=== Region pointing data ===
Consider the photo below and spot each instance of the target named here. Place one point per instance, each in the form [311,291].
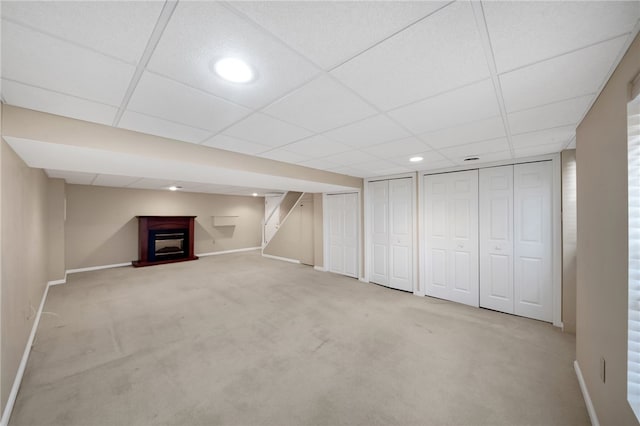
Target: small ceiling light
[234,70]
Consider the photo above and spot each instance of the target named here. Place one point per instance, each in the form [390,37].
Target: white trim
[96,268]
[284,259]
[6,415]
[585,394]
[58,282]
[215,253]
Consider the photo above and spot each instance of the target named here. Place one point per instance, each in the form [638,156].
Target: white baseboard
[6,415]
[585,394]
[214,253]
[96,268]
[284,259]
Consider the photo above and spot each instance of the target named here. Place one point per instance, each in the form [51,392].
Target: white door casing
[496,238]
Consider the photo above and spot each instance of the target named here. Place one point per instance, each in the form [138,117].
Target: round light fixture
[234,70]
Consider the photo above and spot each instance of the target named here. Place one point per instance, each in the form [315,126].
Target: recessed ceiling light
[234,70]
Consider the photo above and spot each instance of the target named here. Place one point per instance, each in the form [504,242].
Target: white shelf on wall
[225,220]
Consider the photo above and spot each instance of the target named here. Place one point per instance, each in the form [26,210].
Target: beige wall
[55,227]
[569,240]
[24,258]
[101,228]
[602,244]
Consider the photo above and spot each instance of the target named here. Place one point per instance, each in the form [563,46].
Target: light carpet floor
[243,340]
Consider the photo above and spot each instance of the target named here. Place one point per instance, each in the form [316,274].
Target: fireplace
[164,239]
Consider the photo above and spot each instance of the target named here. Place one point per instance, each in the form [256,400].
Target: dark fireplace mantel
[164,239]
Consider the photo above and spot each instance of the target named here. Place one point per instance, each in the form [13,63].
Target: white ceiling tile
[112,180]
[36,59]
[350,158]
[490,128]
[168,99]
[486,158]
[119,29]
[200,33]
[156,126]
[367,132]
[467,104]
[331,32]
[72,177]
[406,146]
[568,76]
[280,154]
[317,146]
[320,105]
[531,151]
[440,53]
[234,144]
[476,149]
[557,114]
[544,137]
[549,29]
[265,130]
[56,103]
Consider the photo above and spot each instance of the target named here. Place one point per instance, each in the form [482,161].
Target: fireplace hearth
[164,239]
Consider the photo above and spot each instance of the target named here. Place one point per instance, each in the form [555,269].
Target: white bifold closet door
[391,207]
[516,240]
[496,238]
[342,212]
[451,218]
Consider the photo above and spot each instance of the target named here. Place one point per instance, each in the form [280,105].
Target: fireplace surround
[164,239]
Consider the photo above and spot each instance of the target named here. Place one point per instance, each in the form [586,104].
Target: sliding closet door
[496,238]
[379,208]
[533,245]
[451,209]
[400,234]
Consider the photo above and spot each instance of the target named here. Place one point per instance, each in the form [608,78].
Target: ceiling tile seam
[67,41]
[59,92]
[632,35]
[154,38]
[546,104]
[569,52]
[390,36]
[485,40]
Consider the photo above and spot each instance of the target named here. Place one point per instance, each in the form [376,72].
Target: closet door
[379,192]
[451,202]
[496,238]
[400,234]
[533,245]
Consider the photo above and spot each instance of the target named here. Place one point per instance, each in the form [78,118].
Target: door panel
[451,209]
[496,238]
[533,240]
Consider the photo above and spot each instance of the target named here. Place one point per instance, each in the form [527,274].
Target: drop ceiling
[355,88]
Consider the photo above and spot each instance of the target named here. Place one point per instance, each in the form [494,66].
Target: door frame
[556,223]
[325,231]
[414,223]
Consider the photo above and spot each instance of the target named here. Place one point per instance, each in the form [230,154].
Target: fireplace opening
[168,244]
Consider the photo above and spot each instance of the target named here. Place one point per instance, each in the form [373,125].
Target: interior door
[451,202]
[400,234]
[496,238]
[379,232]
[533,246]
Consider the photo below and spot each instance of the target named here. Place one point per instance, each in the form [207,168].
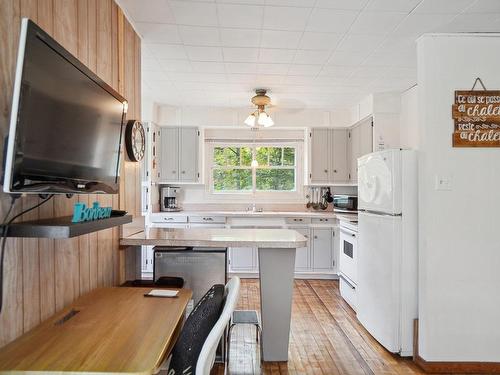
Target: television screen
[66,123]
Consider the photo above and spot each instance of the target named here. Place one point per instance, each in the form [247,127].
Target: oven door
[348,254]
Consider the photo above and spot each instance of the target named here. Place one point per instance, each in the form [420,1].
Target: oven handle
[348,282]
[348,232]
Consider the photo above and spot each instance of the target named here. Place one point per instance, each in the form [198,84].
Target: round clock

=== EXERCISE AIM ===
List, from the entries above, every line in which the word "below" shows up.

=== TASK OUTPUT ===
Consider the photo below and spot each instance of the target named here. Place one point per instance, each in the form [311,291].
Consider the photo below and spot each instance of the target named here. Place one point per instance, each in the form [207,168].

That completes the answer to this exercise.